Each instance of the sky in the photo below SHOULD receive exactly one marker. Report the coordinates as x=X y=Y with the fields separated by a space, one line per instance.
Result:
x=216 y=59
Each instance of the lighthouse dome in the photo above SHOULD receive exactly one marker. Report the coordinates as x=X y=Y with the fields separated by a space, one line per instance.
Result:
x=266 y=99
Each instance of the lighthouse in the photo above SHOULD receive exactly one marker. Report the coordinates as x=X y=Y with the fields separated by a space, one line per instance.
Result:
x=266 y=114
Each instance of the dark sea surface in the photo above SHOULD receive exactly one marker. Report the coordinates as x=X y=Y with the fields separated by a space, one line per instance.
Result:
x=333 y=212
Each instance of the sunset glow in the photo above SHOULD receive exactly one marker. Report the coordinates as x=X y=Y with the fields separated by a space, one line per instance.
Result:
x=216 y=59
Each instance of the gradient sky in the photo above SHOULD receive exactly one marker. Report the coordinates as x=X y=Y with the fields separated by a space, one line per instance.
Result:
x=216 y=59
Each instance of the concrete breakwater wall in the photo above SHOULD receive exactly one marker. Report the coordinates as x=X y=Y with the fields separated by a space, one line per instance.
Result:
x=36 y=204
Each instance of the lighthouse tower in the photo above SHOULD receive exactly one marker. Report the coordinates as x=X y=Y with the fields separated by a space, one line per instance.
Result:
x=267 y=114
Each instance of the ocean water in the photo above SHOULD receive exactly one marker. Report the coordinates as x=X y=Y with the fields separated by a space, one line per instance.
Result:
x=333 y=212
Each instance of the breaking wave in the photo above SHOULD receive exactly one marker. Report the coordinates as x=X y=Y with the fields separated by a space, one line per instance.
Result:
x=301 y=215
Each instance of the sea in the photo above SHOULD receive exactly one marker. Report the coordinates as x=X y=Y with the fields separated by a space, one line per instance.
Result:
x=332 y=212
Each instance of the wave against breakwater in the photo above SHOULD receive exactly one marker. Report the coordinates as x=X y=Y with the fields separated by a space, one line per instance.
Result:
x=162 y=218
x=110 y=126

* **STATED TASK**:
Could you reproduce this listing in full, swapping every "marker" for "point" and changing nothing else?

* **FULL RESPONSE**:
Each instance of the sky in the photo below SHOULD receive exactly one point. Report the coordinates as x=X y=Y with the fields separated by a space, one line per instance.
Result:
x=216 y=59
Each instance of the lighthouse dome in the photo above SHOULD receive exactly one point. Report the coordinates as x=X y=Y with the fields separated by a space, one line per instance.
Result:
x=266 y=99
Each instance of the lighthouse in the photo above SHOULD receive exactly one point. Report the coordinates as x=X y=Y with the fields separated by a space, one line per instance.
Result:
x=266 y=114
Each instance of the dark sea surface in the photo above SHOULD receive exactly one point. Report the coordinates as x=X y=Y with the fields separated by a space, one line per instance.
Result:
x=333 y=212
Each instance of the sunset glow in the photo above SHOULD receive exactly one point. Report the coordinates as x=X y=Y with the fields separated by a space, one line per instance.
Result:
x=216 y=59
Each instance of the gradient sky in the photo above SHOULD receive exactly one point. Report the coordinates as x=X y=Y with the fields separated by a space, one line per instance.
Result:
x=216 y=59
Each instance of the concrete breakwater wall in the photo above SHOULD receive exactly one point. Report the coordinates as x=X y=Y with the fields separated by a space, one line per instance.
Result:
x=36 y=204
Each instance of the lighthouse tower in the photo above SHOULD receive exactly one point. Report the coordinates as x=X y=Y with the fields separated by a space, one line per instance.
Result:
x=267 y=114
Each instance of the ocean water in the photo above SHOULD receive exactly one point. Report the coordinates as x=X y=Y with the fields separated by a space, one line per instance.
Result:
x=333 y=212
Each instance of the breaking wave in the photo above SHOULD receive exactly one point. Report the coordinates as x=X y=Y with the fields separated by a space, one line per instance.
Result:
x=301 y=215
Each instance of the sea in the photo above SHOULD receive exactly one point. Report the coordinates as x=X y=Y with the fields separated by a space, one line per instance.
Result:
x=332 y=212
Each instance of the wave against breakwater in the photo above SHOULD receive exactly one point. Report the coordinates as x=X y=Y with the fields separated by a space, one line per instance.
Result:
x=162 y=218
x=110 y=126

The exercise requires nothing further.